§ Directions
The lines to be copied are those below that contain "stone".

[Stored data entries]
━━━━

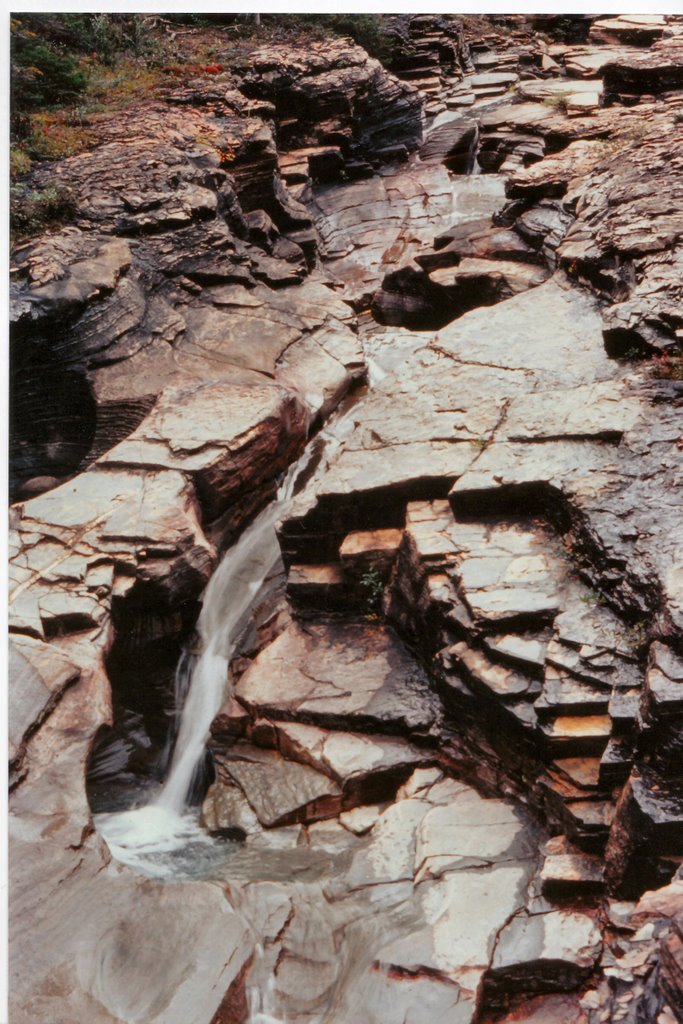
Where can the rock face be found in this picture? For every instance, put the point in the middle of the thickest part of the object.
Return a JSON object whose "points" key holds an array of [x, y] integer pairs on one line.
{"points": [[478, 641], [336, 90]]}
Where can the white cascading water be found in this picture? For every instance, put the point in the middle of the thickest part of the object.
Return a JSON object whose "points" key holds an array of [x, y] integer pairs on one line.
{"points": [[138, 837]]}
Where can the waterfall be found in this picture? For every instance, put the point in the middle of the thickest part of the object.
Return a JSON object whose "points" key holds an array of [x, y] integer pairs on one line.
{"points": [[227, 599]]}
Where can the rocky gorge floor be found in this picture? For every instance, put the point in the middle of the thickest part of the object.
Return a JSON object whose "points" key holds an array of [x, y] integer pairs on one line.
{"points": [[446, 778]]}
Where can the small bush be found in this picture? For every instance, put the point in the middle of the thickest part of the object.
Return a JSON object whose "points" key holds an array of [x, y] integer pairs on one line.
{"points": [[558, 100], [32, 211], [373, 589], [19, 162], [40, 75]]}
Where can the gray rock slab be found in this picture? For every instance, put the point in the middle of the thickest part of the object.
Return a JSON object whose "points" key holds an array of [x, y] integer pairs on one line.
{"points": [[349, 676]]}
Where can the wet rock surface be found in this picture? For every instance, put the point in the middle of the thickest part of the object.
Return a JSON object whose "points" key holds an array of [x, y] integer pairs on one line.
{"points": [[452, 758]]}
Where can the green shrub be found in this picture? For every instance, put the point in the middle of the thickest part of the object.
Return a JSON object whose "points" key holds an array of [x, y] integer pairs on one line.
{"points": [[31, 211], [40, 75]]}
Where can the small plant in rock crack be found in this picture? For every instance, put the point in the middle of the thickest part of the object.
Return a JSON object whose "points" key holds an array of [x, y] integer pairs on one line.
{"points": [[373, 589], [557, 100], [635, 636]]}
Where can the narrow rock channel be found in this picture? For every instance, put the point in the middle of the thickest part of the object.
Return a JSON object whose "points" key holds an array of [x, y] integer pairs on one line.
{"points": [[347, 638]]}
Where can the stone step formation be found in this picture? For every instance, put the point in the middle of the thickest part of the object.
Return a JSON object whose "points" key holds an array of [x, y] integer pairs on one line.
{"points": [[450, 764]]}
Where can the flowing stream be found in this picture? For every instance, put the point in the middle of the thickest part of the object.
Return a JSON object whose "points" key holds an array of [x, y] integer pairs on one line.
{"points": [[164, 839]]}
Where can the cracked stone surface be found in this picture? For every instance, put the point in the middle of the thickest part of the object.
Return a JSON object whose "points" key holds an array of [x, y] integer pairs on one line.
{"points": [[510, 476]]}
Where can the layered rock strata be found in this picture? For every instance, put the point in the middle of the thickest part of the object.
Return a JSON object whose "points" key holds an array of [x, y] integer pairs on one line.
{"points": [[524, 547]]}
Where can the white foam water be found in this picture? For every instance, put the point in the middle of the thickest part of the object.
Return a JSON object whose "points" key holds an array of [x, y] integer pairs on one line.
{"points": [[146, 838]]}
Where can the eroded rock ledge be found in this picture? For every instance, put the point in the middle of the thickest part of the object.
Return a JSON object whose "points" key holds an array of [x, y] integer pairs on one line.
{"points": [[505, 504]]}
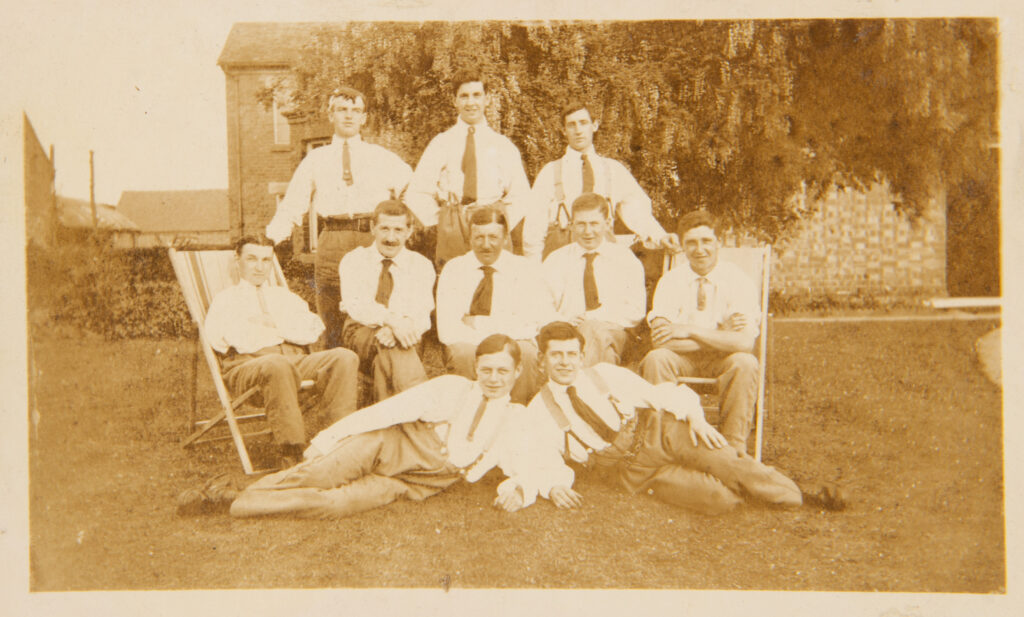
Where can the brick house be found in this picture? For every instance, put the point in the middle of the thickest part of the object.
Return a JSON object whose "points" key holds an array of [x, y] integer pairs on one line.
{"points": [[854, 243]]}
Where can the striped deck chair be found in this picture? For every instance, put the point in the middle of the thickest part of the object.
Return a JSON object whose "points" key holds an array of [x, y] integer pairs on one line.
{"points": [[756, 263], [202, 274]]}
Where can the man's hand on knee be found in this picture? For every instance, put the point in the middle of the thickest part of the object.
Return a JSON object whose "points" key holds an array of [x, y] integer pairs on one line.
{"points": [[563, 496]]}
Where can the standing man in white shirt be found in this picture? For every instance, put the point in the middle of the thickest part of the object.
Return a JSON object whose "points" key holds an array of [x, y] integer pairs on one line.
{"points": [[387, 295], [489, 291], [412, 446], [704, 319], [341, 183], [596, 284], [468, 165], [654, 436], [259, 329], [583, 170]]}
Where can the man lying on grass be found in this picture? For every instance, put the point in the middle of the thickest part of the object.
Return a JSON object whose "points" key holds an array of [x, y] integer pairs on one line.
{"points": [[655, 437], [412, 445]]}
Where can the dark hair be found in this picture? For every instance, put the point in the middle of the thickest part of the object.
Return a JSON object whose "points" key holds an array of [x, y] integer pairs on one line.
{"points": [[345, 92], [498, 344], [558, 331], [486, 215], [591, 201], [392, 208], [696, 218], [253, 238], [467, 76], [574, 105]]}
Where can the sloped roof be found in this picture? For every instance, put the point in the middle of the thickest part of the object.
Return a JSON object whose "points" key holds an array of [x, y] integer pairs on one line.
{"points": [[78, 213], [265, 44], [176, 210]]}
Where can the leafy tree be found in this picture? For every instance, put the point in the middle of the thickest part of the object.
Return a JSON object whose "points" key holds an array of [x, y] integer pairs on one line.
{"points": [[739, 118]]}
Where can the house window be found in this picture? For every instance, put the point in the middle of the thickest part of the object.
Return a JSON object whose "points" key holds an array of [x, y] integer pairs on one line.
{"points": [[282, 133]]}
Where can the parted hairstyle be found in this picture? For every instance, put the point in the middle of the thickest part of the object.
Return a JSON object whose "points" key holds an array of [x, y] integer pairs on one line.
{"points": [[253, 238], [591, 201], [696, 219], [498, 344], [486, 215], [392, 208], [558, 331], [350, 93]]}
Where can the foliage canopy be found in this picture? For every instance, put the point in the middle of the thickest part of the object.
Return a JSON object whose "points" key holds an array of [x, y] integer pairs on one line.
{"points": [[740, 118]]}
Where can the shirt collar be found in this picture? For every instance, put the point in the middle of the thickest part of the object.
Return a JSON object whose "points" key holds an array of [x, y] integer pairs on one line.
{"points": [[339, 139]]}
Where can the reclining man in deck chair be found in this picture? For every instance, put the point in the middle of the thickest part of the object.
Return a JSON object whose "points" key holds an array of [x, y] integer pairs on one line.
{"points": [[412, 445], [259, 332], [654, 437]]}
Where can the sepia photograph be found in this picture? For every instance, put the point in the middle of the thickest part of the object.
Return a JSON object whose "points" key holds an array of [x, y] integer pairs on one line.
{"points": [[428, 307]]}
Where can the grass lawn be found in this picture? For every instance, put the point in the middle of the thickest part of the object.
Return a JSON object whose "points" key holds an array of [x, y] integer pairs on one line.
{"points": [[897, 412]]}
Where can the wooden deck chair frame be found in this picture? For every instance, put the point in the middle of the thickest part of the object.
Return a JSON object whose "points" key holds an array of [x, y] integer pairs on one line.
{"points": [[757, 261], [202, 274]]}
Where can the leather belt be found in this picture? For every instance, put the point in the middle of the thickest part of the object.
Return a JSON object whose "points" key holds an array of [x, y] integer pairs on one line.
{"points": [[347, 223]]}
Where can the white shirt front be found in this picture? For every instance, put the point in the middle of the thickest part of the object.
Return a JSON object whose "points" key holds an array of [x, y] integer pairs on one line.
{"points": [[620, 278], [438, 175], [450, 402], [728, 291], [377, 174], [412, 295], [520, 304], [536, 434], [236, 316], [611, 179]]}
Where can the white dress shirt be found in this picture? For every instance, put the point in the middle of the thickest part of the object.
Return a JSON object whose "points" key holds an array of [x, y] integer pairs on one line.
{"points": [[235, 318], [535, 434], [376, 173], [620, 280], [626, 196], [728, 291], [412, 295], [520, 304], [438, 176], [450, 402]]}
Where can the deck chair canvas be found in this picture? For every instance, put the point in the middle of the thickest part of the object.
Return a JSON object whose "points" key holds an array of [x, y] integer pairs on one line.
{"points": [[756, 263], [202, 274]]}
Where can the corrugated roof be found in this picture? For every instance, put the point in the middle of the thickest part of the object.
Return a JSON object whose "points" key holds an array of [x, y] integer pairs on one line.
{"points": [[78, 213], [266, 44], [176, 210]]}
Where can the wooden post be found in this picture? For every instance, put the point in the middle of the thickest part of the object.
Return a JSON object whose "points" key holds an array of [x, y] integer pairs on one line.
{"points": [[92, 193]]}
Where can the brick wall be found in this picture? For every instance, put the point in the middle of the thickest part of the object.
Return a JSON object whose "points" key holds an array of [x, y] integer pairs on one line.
{"points": [[857, 243], [254, 161]]}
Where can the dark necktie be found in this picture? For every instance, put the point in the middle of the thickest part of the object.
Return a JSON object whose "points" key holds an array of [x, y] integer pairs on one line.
{"points": [[385, 283], [590, 282], [476, 419], [469, 168], [590, 416], [702, 283], [480, 305], [346, 162], [588, 175]]}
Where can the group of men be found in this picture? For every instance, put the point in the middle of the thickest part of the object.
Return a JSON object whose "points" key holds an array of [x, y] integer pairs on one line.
{"points": [[531, 342]]}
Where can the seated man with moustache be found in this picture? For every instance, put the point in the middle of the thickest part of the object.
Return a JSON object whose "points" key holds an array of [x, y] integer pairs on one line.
{"points": [[412, 446], [387, 293], [491, 291], [596, 284], [259, 332]]}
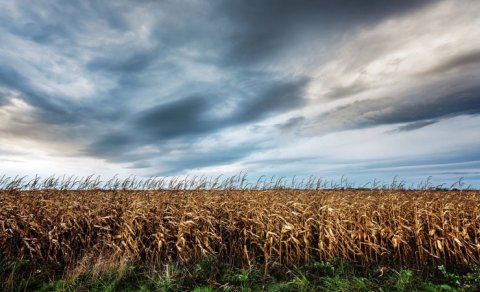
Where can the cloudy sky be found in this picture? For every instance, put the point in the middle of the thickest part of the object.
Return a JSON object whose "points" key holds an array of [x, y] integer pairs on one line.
{"points": [[367, 89]]}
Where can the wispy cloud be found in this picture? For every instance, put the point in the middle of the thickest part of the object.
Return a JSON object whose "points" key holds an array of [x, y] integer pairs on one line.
{"points": [[162, 87]]}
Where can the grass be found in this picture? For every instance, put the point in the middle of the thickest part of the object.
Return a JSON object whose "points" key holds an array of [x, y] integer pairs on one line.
{"points": [[209, 275], [229, 235]]}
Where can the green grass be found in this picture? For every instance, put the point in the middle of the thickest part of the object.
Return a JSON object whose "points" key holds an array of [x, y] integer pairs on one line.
{"points": [[211, 276]]}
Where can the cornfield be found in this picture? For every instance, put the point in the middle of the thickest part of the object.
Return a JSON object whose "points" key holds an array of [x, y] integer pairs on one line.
{"points": [[241, 227]]}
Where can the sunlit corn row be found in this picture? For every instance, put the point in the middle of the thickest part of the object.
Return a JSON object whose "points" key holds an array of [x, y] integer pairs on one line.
{"points": [[267, 228]]}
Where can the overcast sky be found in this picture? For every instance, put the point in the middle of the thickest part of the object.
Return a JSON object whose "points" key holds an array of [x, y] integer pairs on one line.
{"points": [[367, 89]]}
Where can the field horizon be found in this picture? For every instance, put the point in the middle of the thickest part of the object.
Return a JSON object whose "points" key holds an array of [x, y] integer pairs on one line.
{"points": [[66, 233]]}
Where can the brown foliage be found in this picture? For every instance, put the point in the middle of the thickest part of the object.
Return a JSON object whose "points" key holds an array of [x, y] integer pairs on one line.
{"points": [[242, 227]]}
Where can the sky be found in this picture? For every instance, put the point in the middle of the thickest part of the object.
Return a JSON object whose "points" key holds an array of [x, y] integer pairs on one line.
{"points": [[366, 89]]}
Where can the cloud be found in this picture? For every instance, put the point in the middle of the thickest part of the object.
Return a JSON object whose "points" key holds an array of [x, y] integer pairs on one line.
{"points": [[265, 29], [162, 87], [416, 125], [457, 62], [396, 110]]}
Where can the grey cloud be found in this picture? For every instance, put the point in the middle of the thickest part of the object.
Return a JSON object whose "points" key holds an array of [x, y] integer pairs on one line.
{"points": [[190, 118], [266, 27], [384, 111], [416, 125], [346, 91], [457, 62]]}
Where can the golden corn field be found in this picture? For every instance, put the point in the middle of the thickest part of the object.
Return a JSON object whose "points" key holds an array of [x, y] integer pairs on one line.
{"points": [[242, 227]]}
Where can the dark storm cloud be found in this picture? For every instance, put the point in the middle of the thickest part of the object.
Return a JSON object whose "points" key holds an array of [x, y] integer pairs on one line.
{"points": [[191, 118], [458, 62], [421, 110], [171, 86], [267, 27], [416, 125]]}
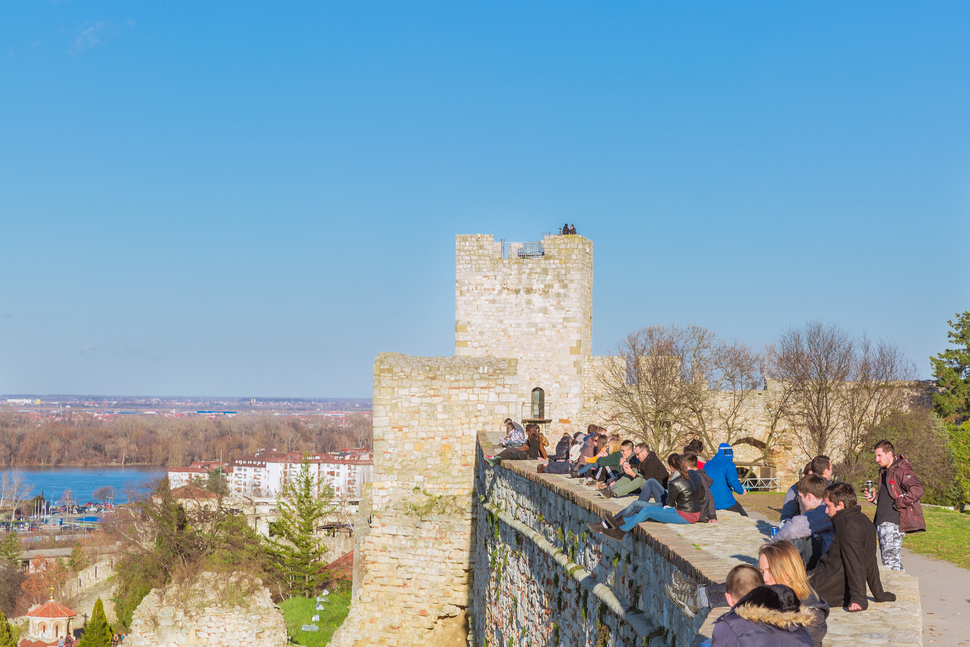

━━━━

§ Answer to this exercise
Where can the stone step formation be found in this picture? For every instance, put the point in the middle of the thickest part of the object.
Where can the cracked stone surface be found in this picture? For every instance, put the point in the middle of the thickest part of the object.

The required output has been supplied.